=== EXCERPTED PASSAGE ===

Dark Rum and Wall Street Bail-0uts

San Juan, Puerto Rico

First off, I would like to wish my Little Brother in Wendover a happy birthday and a future life of happiness, equanimity and love....I don't have his telephone number with me. Happy Birthday, David!



I'm drinking more than my fair share of dark rum. I go down to the local liquor store and treat myself to a bottle of dark Bacardi select...I eyeball the Bacardi 151... but that way lies madness...

Flashback to 1964...I have a roommate, Ted, who is a blond good-looking fraternity guy from Palm Beach...He tells me about "pig parties". That is where you compete to find the least attractive possible date and then delight in their embarrassment when they realize that they have all been invited to a party for ugly women. He actually seems a little guilty relating this to me...maybe there was hope for him?

My deviant non-empathetic roommate produces a bottle of Bacardi 151. I end up with a traffic ticket for driving my Harley-Davidson Sportster at 110 MPH in a 30 MPH zone at 2 AM in front of the Tallahassee police station. Only a year earlier Jim Morrison, my former almost roommate, was charged for stealing an umbrella from a police car. The judge gives me a break after seeing my military ID, but he chews me out good...but at least I didn't get caught stealing a stupid umbrella...

Outside the hotel room tonight, they are blasting away with Puerto Rican tunes...one of the songs is about "muchos saxophones"....I sit in an Audit Committee meeting with 12 staff and volunteers...it's embarrassing to be the only non-bilingual person in the room...they all speak English for my benefit...If I come back, I will be fluent in Spanish...

My pay grade is GS0...I'm a volunteer.

So what about that credit freeze? One problem is colateralized debt obligations (CDOs). These are bundles of securitized sub-prime mortgages. They were rated AAA by the rating organization when issued primarily because of "insurance" against defaults...more about that later.

The banks are using models to value these CDO assets which reflect home price declines in metropolitan areas. For example. the San Francisco Metropolitan Area (SFMA) has just experienced a 24% house price decline. The problem with that is that housing prices in some San Francisco areas are down 70% and in other area only 5%. The banks should be using zip code data to value mortgages and CDOs. This would result in valuing CDOs at near market value. For example, many banks are carrying CDOs worth 15% on the dollar at 75% or more.

I don't think $700 Billion is going to do much to correct the "exuberant excesses" of the last seven years. It's a ten trillion dollar issue...but wait...what about credit default swaps?...and what happened to the Investment Banks?

=== LISTED ENTRIES ===

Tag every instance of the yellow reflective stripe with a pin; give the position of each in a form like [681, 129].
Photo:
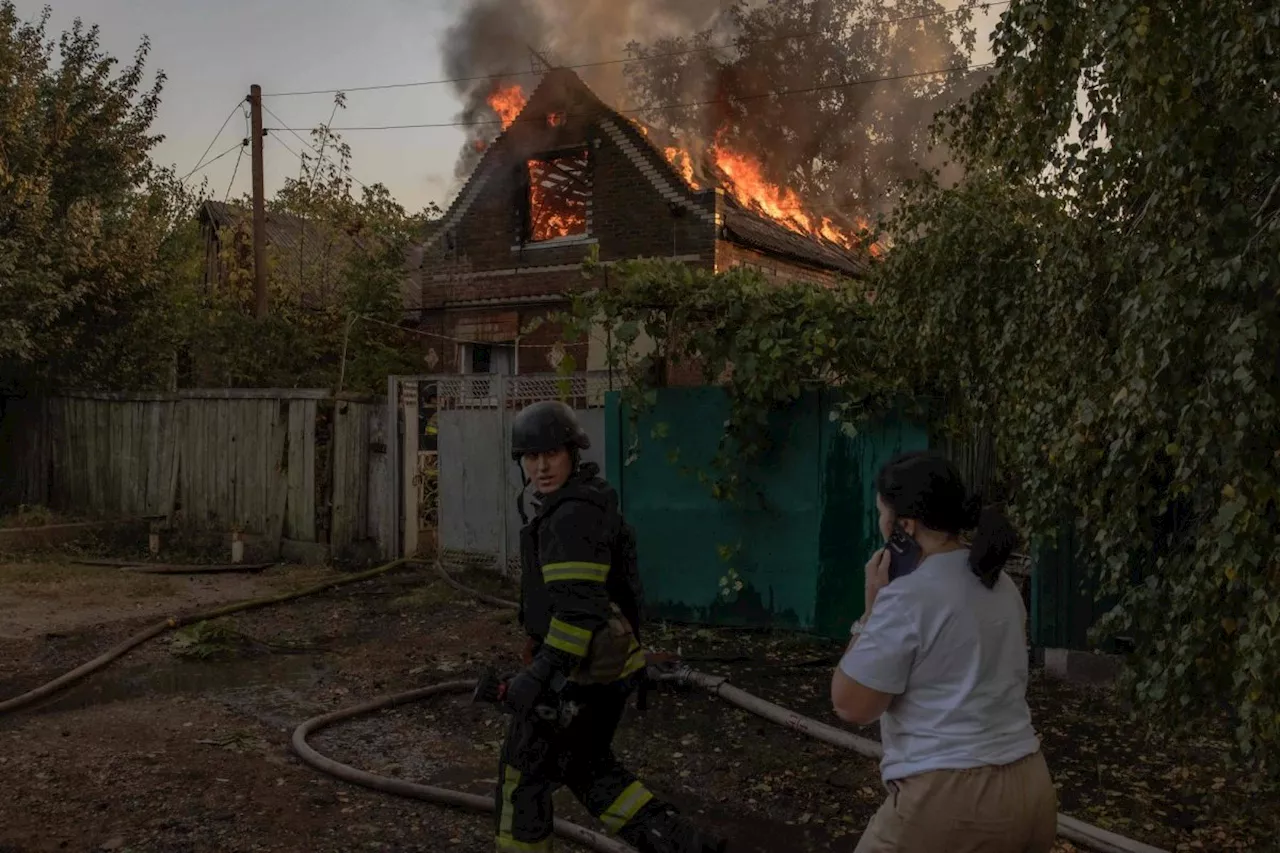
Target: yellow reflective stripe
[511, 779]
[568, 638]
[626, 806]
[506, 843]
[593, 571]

===
=== LISTED ENTRIES ===

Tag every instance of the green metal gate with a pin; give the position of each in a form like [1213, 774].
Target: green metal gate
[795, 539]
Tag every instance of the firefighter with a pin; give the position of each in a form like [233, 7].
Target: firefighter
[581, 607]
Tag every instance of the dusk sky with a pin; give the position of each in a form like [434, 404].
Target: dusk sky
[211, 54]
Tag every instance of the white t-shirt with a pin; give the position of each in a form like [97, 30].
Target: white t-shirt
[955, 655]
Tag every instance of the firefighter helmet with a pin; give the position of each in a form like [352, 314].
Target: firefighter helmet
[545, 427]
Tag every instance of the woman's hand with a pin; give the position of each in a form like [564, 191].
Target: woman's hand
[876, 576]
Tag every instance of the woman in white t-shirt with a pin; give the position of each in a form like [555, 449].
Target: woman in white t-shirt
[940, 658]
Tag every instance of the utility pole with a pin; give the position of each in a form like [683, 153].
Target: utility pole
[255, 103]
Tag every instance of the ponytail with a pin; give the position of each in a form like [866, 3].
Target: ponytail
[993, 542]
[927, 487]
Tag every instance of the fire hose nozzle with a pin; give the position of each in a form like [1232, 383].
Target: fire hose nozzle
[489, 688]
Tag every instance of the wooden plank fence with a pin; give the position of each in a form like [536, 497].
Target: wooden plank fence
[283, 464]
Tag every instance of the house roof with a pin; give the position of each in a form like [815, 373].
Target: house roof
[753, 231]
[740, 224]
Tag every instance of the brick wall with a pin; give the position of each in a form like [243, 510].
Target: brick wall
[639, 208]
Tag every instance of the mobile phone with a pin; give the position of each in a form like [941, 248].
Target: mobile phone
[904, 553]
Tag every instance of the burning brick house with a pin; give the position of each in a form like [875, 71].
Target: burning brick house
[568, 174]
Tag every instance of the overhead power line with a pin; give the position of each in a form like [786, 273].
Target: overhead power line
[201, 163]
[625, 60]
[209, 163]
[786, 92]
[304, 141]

===

WHAT TO DO:
1: Which percentages appear in the blog post? List each one.
2: Duplicate the blog post's wording from "Dark Rum and" to "Happy Birthday, David!".
The records are material separate from the blog post.

RESULTS IN ORDER:
1: 24%, 70%, 5%, 15%, 75%

2:
Dark Rum and Wall Street Bail-0uts

San Juan, Puerto Rico

First off, I would like to wish my Little Brother in Wendover a happy birthday and a future life of happiness, equanimity and love....I don't have his telephone number with me. Happy Birthday, David!